El ex Presidente argentino Néstor Kirchner , esposo de la actual mandataria Cristina Fernández, Secretario General de la Unasur y potencial candidato del peronismo para 2011, A los 60 años, murió en El Calafate, Santa Cruz. Sufrió un paro cardiorrespiratorio y no pudo ser recuperado.
Su muerte -a los 60 años- conmocionó al país, justo cuando comenzaba el feriado por el Censo. Y teniendo en cuenta que la figura de Kirchner -y todo el movimiento generado a su alrededor, tanto en el PJ como en sector afines- ha sido la dominante en la política argentina desde el 2003, cuando asumió la presidencia.
Condujo al país a la salida de la crisis, en el 2003 y durante su gestión renovó la Corte Suprema de Justicia, renegoció la deuda externa y le dio un gran impulso a la política de derechos humanos. Luego, impuso a su esposa Cristina como su sucesora, confrontó -y perdió- con el campo y en los últimos tiempos atacó con dureza a los medios independientes.

§ **Fragmentos de datos**
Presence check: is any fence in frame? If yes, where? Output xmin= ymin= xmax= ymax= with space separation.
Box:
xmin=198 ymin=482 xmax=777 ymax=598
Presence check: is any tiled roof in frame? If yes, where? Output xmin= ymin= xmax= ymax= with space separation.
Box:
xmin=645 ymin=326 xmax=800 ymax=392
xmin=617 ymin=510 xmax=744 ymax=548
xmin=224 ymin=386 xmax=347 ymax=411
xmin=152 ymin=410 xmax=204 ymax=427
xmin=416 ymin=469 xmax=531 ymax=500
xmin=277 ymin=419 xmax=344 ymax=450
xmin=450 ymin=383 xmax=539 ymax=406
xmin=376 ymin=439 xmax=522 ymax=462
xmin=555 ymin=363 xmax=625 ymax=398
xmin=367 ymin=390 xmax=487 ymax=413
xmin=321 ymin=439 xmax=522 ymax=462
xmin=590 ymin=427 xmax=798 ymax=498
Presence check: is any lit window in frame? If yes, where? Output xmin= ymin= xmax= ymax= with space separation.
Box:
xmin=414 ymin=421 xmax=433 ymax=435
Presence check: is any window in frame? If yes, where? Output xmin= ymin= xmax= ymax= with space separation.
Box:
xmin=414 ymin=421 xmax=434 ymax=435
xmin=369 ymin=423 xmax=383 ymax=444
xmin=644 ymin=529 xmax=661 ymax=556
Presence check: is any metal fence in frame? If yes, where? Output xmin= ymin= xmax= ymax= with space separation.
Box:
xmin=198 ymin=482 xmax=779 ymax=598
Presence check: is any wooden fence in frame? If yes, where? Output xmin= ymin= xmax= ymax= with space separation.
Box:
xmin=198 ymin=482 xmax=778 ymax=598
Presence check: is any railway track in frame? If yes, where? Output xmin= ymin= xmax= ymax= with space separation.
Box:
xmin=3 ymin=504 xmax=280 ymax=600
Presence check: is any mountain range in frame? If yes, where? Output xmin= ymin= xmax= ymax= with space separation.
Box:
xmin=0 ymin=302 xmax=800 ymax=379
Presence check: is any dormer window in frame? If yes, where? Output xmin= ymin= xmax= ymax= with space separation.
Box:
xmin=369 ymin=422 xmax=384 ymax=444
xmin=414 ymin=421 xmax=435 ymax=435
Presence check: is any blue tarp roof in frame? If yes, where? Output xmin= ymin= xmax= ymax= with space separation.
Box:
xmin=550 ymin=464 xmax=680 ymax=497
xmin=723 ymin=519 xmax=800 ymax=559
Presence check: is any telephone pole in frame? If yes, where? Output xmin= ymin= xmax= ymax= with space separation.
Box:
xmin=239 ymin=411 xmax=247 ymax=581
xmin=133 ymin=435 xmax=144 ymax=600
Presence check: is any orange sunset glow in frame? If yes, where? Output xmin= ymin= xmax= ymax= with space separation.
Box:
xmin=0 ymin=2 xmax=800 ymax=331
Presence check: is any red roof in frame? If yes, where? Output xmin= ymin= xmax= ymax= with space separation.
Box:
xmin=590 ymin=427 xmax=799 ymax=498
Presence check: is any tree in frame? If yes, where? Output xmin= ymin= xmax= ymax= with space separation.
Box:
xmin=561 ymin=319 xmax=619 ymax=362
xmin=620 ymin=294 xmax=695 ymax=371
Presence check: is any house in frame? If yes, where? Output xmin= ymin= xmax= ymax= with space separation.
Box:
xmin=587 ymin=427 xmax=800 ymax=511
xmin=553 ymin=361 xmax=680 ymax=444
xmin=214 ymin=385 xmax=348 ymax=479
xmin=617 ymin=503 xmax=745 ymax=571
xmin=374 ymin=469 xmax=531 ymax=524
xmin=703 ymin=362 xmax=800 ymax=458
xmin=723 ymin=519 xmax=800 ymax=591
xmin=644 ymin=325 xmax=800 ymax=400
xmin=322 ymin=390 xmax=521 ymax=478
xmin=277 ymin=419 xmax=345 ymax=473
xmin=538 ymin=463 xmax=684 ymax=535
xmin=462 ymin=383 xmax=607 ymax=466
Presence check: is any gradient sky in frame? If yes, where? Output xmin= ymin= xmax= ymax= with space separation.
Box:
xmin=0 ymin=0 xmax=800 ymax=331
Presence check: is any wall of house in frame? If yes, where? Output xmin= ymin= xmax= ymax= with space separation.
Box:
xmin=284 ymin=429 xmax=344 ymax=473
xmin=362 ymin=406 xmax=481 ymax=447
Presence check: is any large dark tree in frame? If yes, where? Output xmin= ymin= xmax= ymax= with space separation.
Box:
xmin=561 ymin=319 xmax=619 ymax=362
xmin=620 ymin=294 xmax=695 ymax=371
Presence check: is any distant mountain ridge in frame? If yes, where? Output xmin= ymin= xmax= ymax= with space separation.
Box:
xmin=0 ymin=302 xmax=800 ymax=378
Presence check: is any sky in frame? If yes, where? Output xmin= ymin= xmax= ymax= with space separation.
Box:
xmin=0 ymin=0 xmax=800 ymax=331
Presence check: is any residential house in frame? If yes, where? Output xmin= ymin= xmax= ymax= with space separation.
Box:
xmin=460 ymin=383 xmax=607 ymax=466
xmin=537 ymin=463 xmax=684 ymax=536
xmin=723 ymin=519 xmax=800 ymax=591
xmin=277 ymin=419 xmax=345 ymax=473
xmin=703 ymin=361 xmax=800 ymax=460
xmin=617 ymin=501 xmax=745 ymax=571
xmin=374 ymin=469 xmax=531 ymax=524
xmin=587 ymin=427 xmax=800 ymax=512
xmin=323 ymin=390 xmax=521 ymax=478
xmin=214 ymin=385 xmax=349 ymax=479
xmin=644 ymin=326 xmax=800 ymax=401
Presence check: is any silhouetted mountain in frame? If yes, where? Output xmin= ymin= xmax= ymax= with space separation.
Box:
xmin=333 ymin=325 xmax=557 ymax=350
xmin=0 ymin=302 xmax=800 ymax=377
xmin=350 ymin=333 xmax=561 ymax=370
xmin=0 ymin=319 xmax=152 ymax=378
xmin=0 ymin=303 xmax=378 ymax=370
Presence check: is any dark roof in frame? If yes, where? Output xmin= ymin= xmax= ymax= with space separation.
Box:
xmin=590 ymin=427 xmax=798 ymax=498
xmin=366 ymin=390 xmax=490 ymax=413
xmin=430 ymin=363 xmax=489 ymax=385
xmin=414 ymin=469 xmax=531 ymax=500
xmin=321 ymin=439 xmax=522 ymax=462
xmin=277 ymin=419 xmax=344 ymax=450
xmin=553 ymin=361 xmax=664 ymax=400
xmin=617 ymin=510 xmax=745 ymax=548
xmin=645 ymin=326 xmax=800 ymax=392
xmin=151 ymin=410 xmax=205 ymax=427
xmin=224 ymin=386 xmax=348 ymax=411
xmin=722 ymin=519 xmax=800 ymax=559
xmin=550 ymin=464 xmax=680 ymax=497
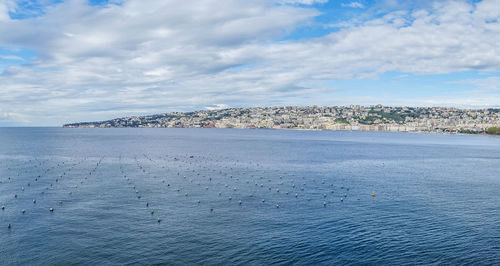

§ **Consigna 1**
Según el extracto, ¿en qué lugar murió Néstor Kirchner?
§ **Consigna 2**
Actualiza el pasaje del extracto que va desde "Su muerte -a" hasta "asumió la presidencia.", ambos incluidos, y cambia "feriado" por "asueto".
Las líneas no intervienen en este ejercicio.

§ **Respuesta completa 1**
En El Calafate, Santa Cruz.

§ **Respuesta completa 2**
Su muerte -a los 60 años- conmocionó al país, justo cuando comenzaba el asueto por el Censo. Y teniendo en cuenta que la figura de Kirchner -y todo el movimiento generado a su alrededor, tanto en el PJ como en sector afines- ha sido la dominante en la política argentina desde el 2003, cuando asumió la presidencia.